RECORDS SUPPLIED START
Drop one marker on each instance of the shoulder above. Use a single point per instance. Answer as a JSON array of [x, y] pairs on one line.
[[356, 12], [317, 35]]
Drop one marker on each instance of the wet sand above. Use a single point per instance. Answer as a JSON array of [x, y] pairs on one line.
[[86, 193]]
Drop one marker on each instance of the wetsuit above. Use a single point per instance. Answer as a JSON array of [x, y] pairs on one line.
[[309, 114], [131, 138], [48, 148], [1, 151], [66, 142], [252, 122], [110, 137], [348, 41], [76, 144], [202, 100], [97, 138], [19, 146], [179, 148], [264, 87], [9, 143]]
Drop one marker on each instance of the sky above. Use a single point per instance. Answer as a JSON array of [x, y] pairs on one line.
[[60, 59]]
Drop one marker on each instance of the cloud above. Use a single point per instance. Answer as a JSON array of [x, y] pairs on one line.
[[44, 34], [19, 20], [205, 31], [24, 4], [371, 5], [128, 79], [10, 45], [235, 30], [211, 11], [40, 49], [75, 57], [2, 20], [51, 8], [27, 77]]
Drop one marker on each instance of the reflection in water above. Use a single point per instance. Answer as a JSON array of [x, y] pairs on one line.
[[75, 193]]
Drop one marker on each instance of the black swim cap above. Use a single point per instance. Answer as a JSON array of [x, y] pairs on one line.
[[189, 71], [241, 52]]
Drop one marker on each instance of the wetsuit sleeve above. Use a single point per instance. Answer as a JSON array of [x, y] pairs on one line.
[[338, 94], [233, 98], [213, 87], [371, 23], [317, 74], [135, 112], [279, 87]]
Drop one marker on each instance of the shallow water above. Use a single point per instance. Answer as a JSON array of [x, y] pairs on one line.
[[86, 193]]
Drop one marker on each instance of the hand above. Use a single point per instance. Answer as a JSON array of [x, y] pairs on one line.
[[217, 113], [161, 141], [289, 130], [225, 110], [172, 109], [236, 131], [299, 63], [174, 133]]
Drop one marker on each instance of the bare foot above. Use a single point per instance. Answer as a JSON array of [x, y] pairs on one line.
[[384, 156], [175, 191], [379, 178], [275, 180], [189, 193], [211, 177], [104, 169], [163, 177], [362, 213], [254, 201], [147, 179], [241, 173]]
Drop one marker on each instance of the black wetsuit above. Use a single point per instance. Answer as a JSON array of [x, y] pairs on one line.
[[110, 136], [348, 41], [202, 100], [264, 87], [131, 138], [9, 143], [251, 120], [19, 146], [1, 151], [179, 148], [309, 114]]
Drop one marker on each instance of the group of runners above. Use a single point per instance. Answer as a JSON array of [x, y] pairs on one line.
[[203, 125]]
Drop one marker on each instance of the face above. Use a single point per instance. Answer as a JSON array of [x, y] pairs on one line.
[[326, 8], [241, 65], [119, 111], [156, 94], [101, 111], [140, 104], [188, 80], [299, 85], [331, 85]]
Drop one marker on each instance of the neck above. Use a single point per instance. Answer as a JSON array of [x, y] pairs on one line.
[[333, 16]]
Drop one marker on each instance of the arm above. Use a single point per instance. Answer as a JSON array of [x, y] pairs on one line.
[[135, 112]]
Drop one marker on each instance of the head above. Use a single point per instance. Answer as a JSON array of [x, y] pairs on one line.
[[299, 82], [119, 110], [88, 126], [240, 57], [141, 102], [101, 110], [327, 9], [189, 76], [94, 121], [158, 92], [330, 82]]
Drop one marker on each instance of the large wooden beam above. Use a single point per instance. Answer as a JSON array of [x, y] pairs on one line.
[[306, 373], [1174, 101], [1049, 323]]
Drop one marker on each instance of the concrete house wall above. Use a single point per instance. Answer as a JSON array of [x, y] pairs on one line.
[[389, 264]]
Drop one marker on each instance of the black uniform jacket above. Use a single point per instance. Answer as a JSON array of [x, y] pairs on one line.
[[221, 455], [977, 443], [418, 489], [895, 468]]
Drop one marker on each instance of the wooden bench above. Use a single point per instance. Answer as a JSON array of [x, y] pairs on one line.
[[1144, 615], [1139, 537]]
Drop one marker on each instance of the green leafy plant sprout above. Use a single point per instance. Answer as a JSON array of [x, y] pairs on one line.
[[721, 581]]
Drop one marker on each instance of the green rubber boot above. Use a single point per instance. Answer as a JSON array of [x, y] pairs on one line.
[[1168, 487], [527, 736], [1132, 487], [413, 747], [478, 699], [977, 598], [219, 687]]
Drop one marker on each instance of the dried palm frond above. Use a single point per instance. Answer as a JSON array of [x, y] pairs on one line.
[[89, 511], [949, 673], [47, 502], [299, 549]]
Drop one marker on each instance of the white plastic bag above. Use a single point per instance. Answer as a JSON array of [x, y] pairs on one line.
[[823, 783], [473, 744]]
RECORDS SUPPLIED END
ABOUT THIS EXERCISE — Write out the line containing "Drop one marker on each instance of the white" and every line after it through the end of the entries. Keep each one exactly as it is, and add nothing.

WRITTEN ANSWER —
Drop one marker on each instance of the white plastic bag above. Use a single point per instance. Answer as a JSON array of [x, y] pairs on one line.
[[823, 783], [473, 744]]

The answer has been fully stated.